=== TASK DETAILS ===
Swap "building silhouette" for "tower outline" in the lines starting at the one containing "silhouette, it would be much appreciated." and ending at the one containing "POLYGON ((32 132, 20". Give back only those lines, with everything else left as it is.

□ □ □ □

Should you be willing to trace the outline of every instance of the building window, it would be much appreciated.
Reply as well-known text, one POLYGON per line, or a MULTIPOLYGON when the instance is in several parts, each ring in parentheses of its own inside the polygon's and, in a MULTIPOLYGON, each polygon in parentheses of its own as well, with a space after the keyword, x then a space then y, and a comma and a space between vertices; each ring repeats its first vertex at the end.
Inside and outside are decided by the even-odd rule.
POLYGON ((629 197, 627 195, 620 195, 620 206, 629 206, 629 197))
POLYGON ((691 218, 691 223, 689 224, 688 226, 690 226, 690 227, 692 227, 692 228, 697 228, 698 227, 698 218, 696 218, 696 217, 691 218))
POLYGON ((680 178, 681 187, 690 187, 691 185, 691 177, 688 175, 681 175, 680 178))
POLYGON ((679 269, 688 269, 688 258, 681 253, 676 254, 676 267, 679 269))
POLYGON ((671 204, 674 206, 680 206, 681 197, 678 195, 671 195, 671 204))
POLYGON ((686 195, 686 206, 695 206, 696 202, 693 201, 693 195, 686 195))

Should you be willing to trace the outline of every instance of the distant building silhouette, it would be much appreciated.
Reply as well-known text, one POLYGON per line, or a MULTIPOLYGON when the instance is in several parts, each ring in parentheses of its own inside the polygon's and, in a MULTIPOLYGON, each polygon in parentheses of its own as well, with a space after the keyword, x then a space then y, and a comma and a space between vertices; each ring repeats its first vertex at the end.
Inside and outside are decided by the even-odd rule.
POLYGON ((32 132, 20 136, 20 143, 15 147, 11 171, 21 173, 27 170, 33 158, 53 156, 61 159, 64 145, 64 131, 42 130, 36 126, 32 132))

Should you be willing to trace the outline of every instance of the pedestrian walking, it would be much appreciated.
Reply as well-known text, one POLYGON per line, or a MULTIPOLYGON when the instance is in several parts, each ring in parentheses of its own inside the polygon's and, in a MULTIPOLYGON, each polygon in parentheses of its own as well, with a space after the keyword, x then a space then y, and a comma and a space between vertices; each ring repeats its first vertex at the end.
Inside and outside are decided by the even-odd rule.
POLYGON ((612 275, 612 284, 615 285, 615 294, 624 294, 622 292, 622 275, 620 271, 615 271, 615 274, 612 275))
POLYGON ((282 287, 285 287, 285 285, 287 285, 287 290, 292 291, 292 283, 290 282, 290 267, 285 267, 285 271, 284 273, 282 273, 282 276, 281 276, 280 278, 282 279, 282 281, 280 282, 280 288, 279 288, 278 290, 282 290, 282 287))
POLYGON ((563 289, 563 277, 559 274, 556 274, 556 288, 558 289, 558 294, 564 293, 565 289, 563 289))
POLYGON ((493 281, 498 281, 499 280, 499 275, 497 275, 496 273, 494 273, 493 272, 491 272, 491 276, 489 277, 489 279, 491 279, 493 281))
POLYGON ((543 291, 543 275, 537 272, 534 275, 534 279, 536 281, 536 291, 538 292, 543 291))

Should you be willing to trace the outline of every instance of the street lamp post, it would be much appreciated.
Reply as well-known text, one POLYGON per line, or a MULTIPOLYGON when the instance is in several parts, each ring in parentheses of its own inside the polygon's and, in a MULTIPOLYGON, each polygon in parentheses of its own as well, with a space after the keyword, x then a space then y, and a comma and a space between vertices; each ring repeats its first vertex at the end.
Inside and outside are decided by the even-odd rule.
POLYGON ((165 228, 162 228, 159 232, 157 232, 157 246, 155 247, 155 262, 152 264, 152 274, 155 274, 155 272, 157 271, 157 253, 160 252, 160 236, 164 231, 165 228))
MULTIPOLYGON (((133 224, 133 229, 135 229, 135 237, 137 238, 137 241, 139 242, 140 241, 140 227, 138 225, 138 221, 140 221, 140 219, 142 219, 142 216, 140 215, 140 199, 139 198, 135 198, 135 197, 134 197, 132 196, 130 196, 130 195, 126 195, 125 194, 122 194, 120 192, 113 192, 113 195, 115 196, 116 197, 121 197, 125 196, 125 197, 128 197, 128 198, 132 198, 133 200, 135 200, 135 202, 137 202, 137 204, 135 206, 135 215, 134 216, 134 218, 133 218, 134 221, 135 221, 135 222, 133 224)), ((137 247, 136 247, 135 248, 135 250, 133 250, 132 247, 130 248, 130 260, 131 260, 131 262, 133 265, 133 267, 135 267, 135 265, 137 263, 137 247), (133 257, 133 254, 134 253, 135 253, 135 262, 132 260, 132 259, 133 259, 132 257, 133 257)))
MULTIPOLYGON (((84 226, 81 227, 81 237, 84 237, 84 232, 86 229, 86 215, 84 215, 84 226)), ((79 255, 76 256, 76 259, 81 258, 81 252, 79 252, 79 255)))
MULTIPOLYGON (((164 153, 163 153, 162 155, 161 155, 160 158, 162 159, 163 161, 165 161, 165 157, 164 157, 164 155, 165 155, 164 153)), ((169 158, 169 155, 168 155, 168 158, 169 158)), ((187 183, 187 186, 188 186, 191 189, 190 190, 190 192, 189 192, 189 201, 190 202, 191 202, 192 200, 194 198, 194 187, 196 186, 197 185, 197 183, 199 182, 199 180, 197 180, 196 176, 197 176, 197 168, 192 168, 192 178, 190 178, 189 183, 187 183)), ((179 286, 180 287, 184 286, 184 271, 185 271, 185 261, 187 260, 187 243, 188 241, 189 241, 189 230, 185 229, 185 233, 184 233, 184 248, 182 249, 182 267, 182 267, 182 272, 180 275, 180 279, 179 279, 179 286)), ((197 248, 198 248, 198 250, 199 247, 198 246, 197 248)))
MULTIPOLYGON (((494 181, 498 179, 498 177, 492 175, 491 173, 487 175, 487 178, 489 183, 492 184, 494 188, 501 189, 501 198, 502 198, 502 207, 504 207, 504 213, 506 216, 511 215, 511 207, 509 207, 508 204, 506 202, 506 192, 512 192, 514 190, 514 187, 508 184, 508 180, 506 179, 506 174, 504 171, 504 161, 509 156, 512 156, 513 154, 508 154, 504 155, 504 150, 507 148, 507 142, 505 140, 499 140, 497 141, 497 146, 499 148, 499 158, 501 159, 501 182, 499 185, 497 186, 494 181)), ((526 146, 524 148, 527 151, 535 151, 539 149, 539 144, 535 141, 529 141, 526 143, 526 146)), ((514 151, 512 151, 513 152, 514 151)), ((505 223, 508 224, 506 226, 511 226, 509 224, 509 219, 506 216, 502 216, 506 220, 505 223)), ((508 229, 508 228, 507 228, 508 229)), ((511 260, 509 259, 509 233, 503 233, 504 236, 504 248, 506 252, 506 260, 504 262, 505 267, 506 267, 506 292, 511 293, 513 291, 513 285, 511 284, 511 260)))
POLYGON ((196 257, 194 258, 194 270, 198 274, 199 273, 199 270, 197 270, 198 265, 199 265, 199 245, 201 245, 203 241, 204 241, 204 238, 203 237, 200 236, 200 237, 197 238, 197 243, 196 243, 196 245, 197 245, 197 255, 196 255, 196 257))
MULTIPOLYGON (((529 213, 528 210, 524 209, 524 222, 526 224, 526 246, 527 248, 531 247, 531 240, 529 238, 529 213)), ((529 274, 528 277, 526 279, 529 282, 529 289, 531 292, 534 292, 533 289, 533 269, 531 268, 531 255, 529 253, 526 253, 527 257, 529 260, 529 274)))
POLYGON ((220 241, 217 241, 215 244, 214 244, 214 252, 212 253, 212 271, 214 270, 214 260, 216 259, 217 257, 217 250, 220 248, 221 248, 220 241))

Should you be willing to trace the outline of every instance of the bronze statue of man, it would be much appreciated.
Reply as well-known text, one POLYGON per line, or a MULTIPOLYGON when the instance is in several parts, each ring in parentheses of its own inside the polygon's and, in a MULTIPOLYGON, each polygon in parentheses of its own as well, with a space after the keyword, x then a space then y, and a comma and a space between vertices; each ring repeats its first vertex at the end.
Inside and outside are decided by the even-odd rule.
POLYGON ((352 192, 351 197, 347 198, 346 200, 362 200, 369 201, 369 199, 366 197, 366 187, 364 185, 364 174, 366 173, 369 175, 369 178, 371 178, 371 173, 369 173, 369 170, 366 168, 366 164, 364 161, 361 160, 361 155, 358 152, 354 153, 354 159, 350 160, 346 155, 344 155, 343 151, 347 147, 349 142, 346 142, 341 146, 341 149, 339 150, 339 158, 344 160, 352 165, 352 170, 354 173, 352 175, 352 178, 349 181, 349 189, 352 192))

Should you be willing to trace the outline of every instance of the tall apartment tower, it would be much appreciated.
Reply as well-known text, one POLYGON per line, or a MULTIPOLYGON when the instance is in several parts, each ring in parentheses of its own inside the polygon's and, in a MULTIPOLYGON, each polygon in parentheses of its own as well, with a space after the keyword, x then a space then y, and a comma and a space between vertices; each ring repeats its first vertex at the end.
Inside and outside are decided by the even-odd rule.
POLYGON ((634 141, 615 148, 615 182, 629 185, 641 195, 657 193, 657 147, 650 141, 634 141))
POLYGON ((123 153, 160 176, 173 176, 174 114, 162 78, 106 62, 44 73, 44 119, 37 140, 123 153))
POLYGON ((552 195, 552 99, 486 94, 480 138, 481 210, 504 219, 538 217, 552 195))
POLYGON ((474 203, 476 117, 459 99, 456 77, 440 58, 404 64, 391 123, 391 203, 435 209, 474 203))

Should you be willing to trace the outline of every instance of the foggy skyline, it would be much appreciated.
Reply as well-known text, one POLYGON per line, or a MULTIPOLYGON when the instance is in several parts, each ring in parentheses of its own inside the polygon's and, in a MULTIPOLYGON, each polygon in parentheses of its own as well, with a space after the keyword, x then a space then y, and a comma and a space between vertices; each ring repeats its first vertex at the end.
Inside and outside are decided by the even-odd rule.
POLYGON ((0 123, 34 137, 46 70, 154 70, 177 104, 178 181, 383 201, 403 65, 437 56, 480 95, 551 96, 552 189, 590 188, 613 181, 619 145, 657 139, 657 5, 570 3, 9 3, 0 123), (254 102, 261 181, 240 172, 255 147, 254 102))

□ □ □ □

=== ANSWER TO THE PROBLEM ===
Should you be willing to trace the outline of every instance of the distant tower outline, it would be much appreciated.
Reply as well-known text, one POLYGON per line, or a MULTIPOLYGON when the instance is in several parts, each ring in parentheses of its own inside the polygon's and, in a MULTIPOLYGON, each polygon in parentheses of its own as well, with a space after the keyword, x then a space then y, and a comma and a space between vertices; each ring repeats its first vertex at the end.
Inside and outside are decided by the even-odd rule.
POLYGON ((32 132, 20 136, 20 143, 15 147, 11 171, 21 173, 27 170, 33 158, 53 156, 61 159, 64 145, 64 131, 42 130, 36 126, 32 132))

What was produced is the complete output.